▶ PROBLEM TO WORK ON
Copy every item below line for line, with no changes at all.

▶ EXERCISE DATA
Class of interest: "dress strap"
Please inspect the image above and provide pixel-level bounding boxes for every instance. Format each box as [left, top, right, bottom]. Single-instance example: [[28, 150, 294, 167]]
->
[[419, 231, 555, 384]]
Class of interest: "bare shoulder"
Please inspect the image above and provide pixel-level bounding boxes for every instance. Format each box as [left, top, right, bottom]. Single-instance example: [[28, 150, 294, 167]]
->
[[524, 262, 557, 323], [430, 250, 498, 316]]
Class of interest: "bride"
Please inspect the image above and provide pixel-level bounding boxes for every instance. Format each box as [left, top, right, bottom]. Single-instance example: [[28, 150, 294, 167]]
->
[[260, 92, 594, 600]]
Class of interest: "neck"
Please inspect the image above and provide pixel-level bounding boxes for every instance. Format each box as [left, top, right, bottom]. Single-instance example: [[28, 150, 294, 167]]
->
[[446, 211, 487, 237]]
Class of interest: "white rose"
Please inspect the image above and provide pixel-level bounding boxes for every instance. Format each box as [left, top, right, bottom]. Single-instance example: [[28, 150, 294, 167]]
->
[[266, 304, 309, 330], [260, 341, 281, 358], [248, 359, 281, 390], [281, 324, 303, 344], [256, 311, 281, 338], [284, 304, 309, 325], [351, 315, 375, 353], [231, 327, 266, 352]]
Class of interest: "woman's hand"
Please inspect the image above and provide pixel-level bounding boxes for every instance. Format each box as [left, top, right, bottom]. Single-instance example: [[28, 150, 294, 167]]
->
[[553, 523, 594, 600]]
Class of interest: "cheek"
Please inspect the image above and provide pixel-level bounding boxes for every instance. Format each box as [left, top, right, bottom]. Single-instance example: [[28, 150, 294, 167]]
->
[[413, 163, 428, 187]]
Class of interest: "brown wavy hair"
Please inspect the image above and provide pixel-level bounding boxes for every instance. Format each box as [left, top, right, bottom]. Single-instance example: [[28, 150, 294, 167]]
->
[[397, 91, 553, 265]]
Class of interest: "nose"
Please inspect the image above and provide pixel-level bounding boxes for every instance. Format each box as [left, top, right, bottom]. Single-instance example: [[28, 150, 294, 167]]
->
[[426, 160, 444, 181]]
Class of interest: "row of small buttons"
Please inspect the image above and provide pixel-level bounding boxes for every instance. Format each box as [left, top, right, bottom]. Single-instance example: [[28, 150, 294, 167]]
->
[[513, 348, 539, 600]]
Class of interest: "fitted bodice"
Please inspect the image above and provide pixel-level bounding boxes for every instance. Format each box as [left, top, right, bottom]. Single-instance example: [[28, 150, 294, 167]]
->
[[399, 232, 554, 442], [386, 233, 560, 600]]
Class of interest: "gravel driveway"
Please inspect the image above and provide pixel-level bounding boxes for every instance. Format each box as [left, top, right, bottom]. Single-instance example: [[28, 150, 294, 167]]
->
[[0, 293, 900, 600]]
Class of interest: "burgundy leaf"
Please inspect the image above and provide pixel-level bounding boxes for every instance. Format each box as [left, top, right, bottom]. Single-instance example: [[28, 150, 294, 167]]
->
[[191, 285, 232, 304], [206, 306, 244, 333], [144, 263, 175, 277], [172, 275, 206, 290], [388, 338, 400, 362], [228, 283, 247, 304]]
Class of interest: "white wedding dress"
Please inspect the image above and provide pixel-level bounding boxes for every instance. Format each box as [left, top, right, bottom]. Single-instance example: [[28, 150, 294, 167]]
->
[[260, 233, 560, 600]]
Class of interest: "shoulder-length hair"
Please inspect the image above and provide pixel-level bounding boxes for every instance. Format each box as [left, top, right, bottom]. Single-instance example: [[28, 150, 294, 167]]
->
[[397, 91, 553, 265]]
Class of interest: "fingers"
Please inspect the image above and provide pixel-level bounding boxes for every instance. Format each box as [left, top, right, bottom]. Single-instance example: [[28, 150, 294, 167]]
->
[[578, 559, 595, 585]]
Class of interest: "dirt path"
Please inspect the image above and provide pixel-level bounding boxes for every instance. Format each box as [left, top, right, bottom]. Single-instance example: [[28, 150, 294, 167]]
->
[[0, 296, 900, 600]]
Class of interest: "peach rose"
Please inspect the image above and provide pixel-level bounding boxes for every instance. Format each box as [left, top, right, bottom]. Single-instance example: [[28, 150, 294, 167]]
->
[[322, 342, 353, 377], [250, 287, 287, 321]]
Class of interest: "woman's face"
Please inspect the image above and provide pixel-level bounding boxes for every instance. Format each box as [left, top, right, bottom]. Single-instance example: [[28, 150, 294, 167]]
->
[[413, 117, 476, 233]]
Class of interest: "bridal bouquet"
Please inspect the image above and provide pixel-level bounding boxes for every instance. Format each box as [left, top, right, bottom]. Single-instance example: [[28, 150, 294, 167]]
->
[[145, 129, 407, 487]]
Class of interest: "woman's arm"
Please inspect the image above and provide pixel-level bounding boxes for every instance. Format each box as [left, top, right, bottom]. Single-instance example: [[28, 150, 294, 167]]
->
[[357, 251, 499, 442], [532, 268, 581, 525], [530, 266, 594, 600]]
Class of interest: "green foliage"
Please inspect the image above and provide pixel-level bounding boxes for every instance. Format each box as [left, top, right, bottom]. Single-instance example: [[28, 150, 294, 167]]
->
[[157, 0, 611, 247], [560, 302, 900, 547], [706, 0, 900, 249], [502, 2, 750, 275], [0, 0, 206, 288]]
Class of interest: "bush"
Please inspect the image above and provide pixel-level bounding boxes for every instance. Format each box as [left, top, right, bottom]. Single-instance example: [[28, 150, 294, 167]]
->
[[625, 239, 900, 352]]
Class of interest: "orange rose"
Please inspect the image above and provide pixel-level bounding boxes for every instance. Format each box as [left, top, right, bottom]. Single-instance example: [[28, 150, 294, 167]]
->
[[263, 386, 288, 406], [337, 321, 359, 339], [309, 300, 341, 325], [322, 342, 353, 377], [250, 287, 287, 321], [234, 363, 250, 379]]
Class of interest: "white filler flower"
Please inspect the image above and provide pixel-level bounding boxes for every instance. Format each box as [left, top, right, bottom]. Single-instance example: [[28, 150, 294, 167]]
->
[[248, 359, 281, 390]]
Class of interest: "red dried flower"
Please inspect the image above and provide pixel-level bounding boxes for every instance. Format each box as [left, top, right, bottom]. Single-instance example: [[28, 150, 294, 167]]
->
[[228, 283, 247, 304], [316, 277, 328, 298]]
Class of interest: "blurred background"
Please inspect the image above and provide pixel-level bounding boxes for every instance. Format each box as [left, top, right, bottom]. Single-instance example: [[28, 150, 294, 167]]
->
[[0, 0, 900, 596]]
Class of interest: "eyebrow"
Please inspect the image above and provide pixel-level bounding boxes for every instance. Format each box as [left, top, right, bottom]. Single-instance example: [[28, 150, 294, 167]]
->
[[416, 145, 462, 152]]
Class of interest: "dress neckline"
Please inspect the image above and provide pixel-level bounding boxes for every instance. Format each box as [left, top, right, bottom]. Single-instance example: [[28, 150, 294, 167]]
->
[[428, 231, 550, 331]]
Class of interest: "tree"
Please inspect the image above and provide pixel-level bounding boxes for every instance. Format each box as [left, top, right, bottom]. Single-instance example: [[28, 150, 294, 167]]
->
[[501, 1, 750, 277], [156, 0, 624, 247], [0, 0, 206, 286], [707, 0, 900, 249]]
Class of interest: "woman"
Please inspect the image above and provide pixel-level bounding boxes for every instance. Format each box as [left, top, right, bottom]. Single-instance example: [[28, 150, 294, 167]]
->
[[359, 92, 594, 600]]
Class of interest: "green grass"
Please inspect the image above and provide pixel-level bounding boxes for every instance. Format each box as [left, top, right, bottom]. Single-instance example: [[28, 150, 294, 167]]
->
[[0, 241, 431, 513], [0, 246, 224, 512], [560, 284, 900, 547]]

▶ SOLUTION
Class of interest: "dress strap"
Please inspect the image above and provide pixel-level bounding boxes for every instance. Format each box as [left, top, right, bottom]. Single-instance example: [[28, 150, 294, 167]]
->
[[419, 231, 555, 384]]
Class of interest: "bare shoulder"
Please inspect the image above and provide pixel-level bounding boxes for every instance. Format each box as [left, top, right, bottom]. Single-instance example: [[28, 150, 294, 167]]
->
[[524, 262, 557, 323], [430, 250, 498, 316]]
Class of interest: "bride"
Please inspect the image above and provide pixel-level bounding boxes for every instance. Format each box as [left, top, right, bottom]. Single-instance example: [[28, 150, 294, 167]]
->
[[260, 92, 594, 600]]
Class of interest: "neck"
Please inspect the image above and provide pixel-level bounding boxes for every instance. Format each box as [left, top, right, bottom]. Single-instance example: [[28, 150, 294, 167]]
->
[[446, 211, 487, 237]]
Class of interest: "white rose"
Please inspect the image above and provide pixel-level bounding boxes for every instance. Format each box as [left, top, right, bottom]. Single-instance example: [[28, 150, 294, 167]]
->
[[266, 304, 309, 330], [260, 341, 281, 358], [248, 359, 281, 390], [281, 324, 303, 344], [256, 311, 281, 338], [284, 304, 309, 325], [351, 315, 375, 353], [231, 327, 266, 352]]
Class of interest: "woman's hand"
Please inspect the image above and provide pixel-level bounding boxes for every instance. Format each box as [left, top, right, bottom]. Single-instance example: [[28, 150, 294, 167]]
->
[[553, 523, 594, 600]]
Class of interest: "cheek"
Please inspect the image above and provide pixel-level bounding boxes for every instance. Format each box as [left, top, right, bottom]. Single-instance example: [[28, 150, 294, 167]]
->
[[413, 163, 428, 187]]
Class of interest: "brown wavy hair"
Please inspect the image above and provide pixel-level bounding boxes for every instance. Format each box as [left, top, right, bottom]. Single-instance example: [[28, 150, 294, 167]]
->
[[397, 91, 553, 265]]
Class of interest: "nose"
Please inspect the image above and provide pixel-level bounding boxes for every instance. Format each box as [left, top, right, bottom]. Single-instance example: [[28, 150, 294, 167]]
->
[[426, 160, 444, 181]]
Class of interest: "row of small buttons"
Please inspect the image above and provide pixel-level bounding boxes for every instance. Format each box as [left, top, right, bottom]. Single-instance example: [[28, 150, 294, 167]]
->
[[513, 348, 539, 600]]
Class of interest: "fitted bodice"
Please inspect the image above and provide pixel-level bounding boxes for every instance. Format each box as [left, top, right, bottom]. Single-instance example: [[28, 150, 294, 167]]
->
[[399, 232, 554, 442], [386, 233, 560, 600]]
Class of interest: "gravel driveway"
Please inspect the image above and provide pixel-level bounding boxes for every instance. Format each box as [left, top, right, bottom]. Single-instance example: [[28, 150, 294, 167]]
->
[[0, 293, 900, 600]]
Class of interest: "burgundy leaf"
Please inspect the image above and provide pixel-level bounding boxes for every instance. Format each box as [left, top, right, bottom]. Single-instance example: [[28, 150, 294, 167]]
->
[[191, 285, 232, 304], [206, 306, 244, 333], [144, 263, 175, 277], [172, 275, 206, 290], [388, 338, 400, 362], [228, 283, 247, 304]]
Class of interest: "white wedding dress"
Please inspect the image above and provide pixel-level bounding boxes for every instance. Format each box as [left, top, right, bottom]. Single-instance example: [[28, 150, 294, 167]]
->
[[260, 233, 560, 600]]
Class of interest: "shoulder-length hair"
Please inspect the image above and provide pixel-level bounding boxes for every instance. Format each box as [left, top, right, bottom]. Single-instance example: [[28, 150, 294, 167]]
->
[[397, 91, 553, 265]]
Class of interest: "fingers"
Please inspect the image above and provide pixel-level bounding boxes for every instance. Format each box as [left, top, right, bottom]. Single-instance example: [[28, 150, 294, 167]]
->
[[578, 559, 595, 585]]
Class of interest: "dirt path"
Please inspect the image above and provide pixel-level bounding boxes for every instance. Format each box as [left, top, right, bottom]. Single-instance example: [[28, 150, 294, 167]]
->
[[0, 296, 900, 600]]
Class of interest: "peach rose"
Please inspect the image above and provide pixel-level bounding boxes for every instance. Format each box as [left, top, right, bottom]. Single-instance example: [[28, 150, 294, 167]]
->
[[322, 342, 353, 377], [250, 287, 287, 321]]
Class of interest: "woman's face"
Please inspect the image above and provide pixel-level bounding boxes for every instance. Format each box as [left, top, right, bottom]. Single-instance example: [[28, 150, 294, 167]]
->
[[413, 117, 476, 233]]
Class of interest: "bridal bouquet"
Please inspect the image above and provide pixel-level bounding boxes for every instance. Format each box as [left, top, right, bottom]. Single-instance example: [[28, 150, 294, 167]]
->
[[145, 129, 407, 487]]
Class of interest: "woman's arm"
Please inspect the image above and provide pixel-level bounding boxes for every instance. Format each box as [left, top, right, bottom]. Single-instance example: [[28, 150, 294, 167]]
->
[[357, 251, 499, 442], [532, 268, 581, 525], [530, 266, 594, 600]]
Class of interest: "green foliage"
Please inspect the image above and provide pixel-level bounding boxes for every instance. Format each box as [left, top, right, bottom]. Single-instance example: [[28, 150, 294, 167]]
->
[[157, 0, 611, 247], [560, 302, 900, 547], [706, 0, 900, 249], [502, 2, 750, 275], [0, 0, 206, 288]]
Class of interest: "bush"
Please inspect the image above and provide pixel-level bounding boxes for every instance. Format each box as [left, top, right, bottom]. Single-instance example: [[28, 150, 294, 167]]
->
[[625, 239, 900, 352]]
Class of interest: "orange rose"
Please inspect the image above and provide pixel-level bounding boxes for every instance. Format each box as [left, top, right, bottom]. Single-instance example: [[28, 150, 294, 167]]
->
[[263, 386, 288, 406], [337, 321, 359, 339], [309, 300, 341, 325], [322, 342, 353, 377], [250, 287, 287, 321], [234, 363, 250, 379]]
Class of interest: "white filler flower"
Please inspect the image above and provide pixel-level bounding boxes for every instance. Format each box as [left, top, right, bottom]. Single-instance example: [[28, 150, 294, 167]]
->
[[248, 359, 281, 390]]
Class of interest: "red dried flower"
Please inspect the image above and provide pixel-level bounding boxes for every instance. Format each box as [left, top, right, bottom]. Single-instance example: [[28, 150, 294, 167]]
->
[[228, 283, 247, 304], [316, 277, 328, 298]]
Class of interest: "blurred background"
Please inspect the image above and provide pixel-level bounding boxes for every instance. Format each box as [left, top, right, bottom]. Single-instance example: [[28, 150, 294, 167]]
->
[[0, 0, 900, 596]]
Class of interest: "eyebrow"
Please inspect the image above and provide pixel-level bounding boxes for every instance. Format each box as [left, top, right, bottom]. Single-instance example: [[28, 150, 294, 167]]
->
[[416, 145, 462, 152]]
Class of interest: "dress neckline"
Please inspect the image above and provide pixel-level bounding boxes for every instance. Format each box as [left, top, right, bottom]. Single-instance example: [[28, 150, 294, 167]]
->
[[428, 231, 550, 331]]
Class of interest: "tree"
Please inspect the image above and provide pixel-level bounding boxes for every instance. Format each box as [left, top, right, bottom]. Single-instance example: [[28, 150, 294, 167]]
->
[[501, 1, 750, 277], [156, 0, 624, 247], [0, 0, 206, 286], [707, 0, 900, 249]]
Class of interest: "woman"
Please inspect the image above and provide pixel-level bounding boxes for every instance. Format each box as [left, top, right, bottom]. Single-instance example: [[28, 150, 294, 167]]
->
[[359, 92, 594, 600]]
Class of interest: "green grass"
Please inspect the image above and provide pixel-level bounding boxes for every instance. Format each box as [left, top, right, bottom]. Single-instance example: [[28, 150, 294, 167]]
->
[[0, 241, 431, 513], [0, 246, 224, 512], [560, 284, 900, 547]]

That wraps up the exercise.